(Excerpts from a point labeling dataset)
....................

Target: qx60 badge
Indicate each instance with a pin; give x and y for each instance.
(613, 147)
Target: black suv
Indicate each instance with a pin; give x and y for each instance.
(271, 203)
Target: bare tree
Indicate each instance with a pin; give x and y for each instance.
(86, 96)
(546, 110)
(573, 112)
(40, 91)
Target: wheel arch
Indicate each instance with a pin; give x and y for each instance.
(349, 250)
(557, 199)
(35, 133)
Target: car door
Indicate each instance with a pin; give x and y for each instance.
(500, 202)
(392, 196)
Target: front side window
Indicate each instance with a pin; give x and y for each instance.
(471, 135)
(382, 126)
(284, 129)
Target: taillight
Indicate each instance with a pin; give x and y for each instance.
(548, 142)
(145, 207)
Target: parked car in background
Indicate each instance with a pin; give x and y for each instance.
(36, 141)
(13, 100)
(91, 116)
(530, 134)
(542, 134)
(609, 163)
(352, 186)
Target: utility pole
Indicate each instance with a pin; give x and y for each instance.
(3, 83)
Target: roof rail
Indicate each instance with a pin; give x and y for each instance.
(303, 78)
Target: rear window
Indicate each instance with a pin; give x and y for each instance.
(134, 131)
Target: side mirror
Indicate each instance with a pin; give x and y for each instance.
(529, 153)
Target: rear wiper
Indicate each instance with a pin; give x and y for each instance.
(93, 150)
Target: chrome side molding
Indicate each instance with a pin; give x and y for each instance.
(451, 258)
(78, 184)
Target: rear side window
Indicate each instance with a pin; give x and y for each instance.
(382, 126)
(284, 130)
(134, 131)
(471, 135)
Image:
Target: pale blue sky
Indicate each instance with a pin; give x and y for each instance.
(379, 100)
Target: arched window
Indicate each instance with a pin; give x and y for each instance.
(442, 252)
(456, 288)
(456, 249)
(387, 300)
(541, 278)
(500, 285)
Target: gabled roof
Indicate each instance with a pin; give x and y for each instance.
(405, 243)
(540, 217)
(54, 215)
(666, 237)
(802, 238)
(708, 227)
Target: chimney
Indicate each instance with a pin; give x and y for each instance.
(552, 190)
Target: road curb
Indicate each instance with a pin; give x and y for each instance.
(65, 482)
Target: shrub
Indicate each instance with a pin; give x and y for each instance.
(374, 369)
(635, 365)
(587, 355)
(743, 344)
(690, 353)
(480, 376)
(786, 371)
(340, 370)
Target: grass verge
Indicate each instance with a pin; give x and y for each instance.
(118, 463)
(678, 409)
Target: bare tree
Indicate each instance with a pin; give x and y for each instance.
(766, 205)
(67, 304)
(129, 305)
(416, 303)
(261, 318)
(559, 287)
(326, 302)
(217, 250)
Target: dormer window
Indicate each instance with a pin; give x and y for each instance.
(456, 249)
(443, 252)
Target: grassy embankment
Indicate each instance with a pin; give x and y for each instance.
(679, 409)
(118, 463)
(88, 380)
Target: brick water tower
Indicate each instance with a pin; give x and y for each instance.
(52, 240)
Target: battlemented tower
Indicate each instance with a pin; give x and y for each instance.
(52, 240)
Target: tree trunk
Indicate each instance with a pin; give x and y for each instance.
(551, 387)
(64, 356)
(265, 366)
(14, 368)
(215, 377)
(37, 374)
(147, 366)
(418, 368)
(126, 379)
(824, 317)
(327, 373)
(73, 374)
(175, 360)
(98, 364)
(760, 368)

....................

WHAT YOU SHOULD DO |
Update the records by changing each occurrence of "bare tree" to "leafless tree". Reproduce everything else without alteration.

EXPECTED ANSWER |
Target: qx60 badge
Indicate each instance with a pin; give x and y for each instance.
(613, 147)
Target: black suv
Indicate each instance with a pin; give x and y for each instance.
(271, 203)
Target: leafless tree
Indicate each instance with a pin; give x and y for each instance.
(86, 96)
(546, 110)
(573, 112)
(40, 91)
Target: wheel arch
Indicate each instance with a pin; give x and y for each instance.
(349, 250)
(557, 199)
(35, 133)
Target: car door
Indicate each instance with a pin; give x and y for each instance.
(500, 202)
(392, 196)
Target: front side window
Indicate each instance with a pin; give x and y for each instance.
(471, 135)
(382, 126)
(284, 129)
Target: taillight
Indicate each instance with a pin; give x and y for each instance.
(548, 142)
(145, 207)
Target: parked car in background
Indicate each instance with a pin; give x and y for each instance.
(36, 141)
(13, 100)
(91, 116)
(530, 134)
(542, 134)
(609, 163)
(352, 186)
Target: utility pole
Indicate each instance with a pin; give x and y for each instance.
(3, 83)
Target: roof rail
Indicate each instance with a pin; give x and y for each instance.
(303, 78)
Target: rear window
Indicate each instance with a pin; give x and y for each instance.
(134, 131)
Target: side mirror
Indicate each instance with a pin; give x and y for each instance.
(529, 153)
Target: rear wiper
Indicate each instance with a pin; give x and y for each instance.
(93, 150)
Target: chrome side molding
Indicate each instance with a pin; give x and y for each instance.
(451, 258)
(78, 184)
Target: rear side window
Indicate each instance with a pin; give x and y for each instance.
(382, 126)
(284, 130)
(134, 131)
(471, 135)
Image:
Target: pale blue sky
Indicate each instance with a pin; give x and y for each instance.
(379, 100)
Target: arched window
Indicate each instance with a pin; give x and y for each instance.
(442, 252)
(456, 288)
(456, 249)
(387, 300)
(541, 278)
(500, 285)
Target: gabled roof
Indicate each instance with a pin; give x and y for each instance.
(405, 243)
(540, 217)
(54, 215)
(666, 237)
(802, 238)
(708, 227)
Target: chimney
Indicate each instance with a pin; give x and y for each instance.
(552, 190)
Target: road curb
Indicate each instance with a pin; give x and y for each instance.
(65, 482)
Target: shrub
Indicate each instance with a pin; give x and y for each instance.
(374, 369)
(635, 365)
(587, 355)
(743, 344)
(690, 353)
(480, 376)
(786, 371)
(340, 370)
Target: grass verge
Indicate each instance with a pin; give x and y for each instance.
(118, 463)
(678, 409)
Target: leafless tree
Indicate each instance with a pin; give x and y for each instance.
(766, 205)
(67, 304)
(129, 305)
(416, 303)
(261, 318)
(559, 287)
(326, 302)
(217, 250)
Target: dormer window
Indicate each instance with a pin; give x and y for each instance.
(456, 249)
(443, 252)
Target: grassy embankment
Indicate each instance with a pin; give x and y for each instance.
(679, 409)
(118, 463)
(88, 380)
Target: brick water tower
Indicate each instance with a pin; give x and y for each instance.
(52, 240)
Target: battlemented tower
Indicate each instance with a pin; give x and y for each instance.
(52, 240)
Target: tree trunk
Indicate each instance with a pin; give x and y for each instance.
(551, 387)
(64, 356)
(265, 366)
(14, 368)
(215, 377)
(37, 374)
(147, 366)
(418, 368)
(126, 379)
(824, 317)
(327, 373)
(73, 374)
(175, 360)
(98, 364)
(760, 368)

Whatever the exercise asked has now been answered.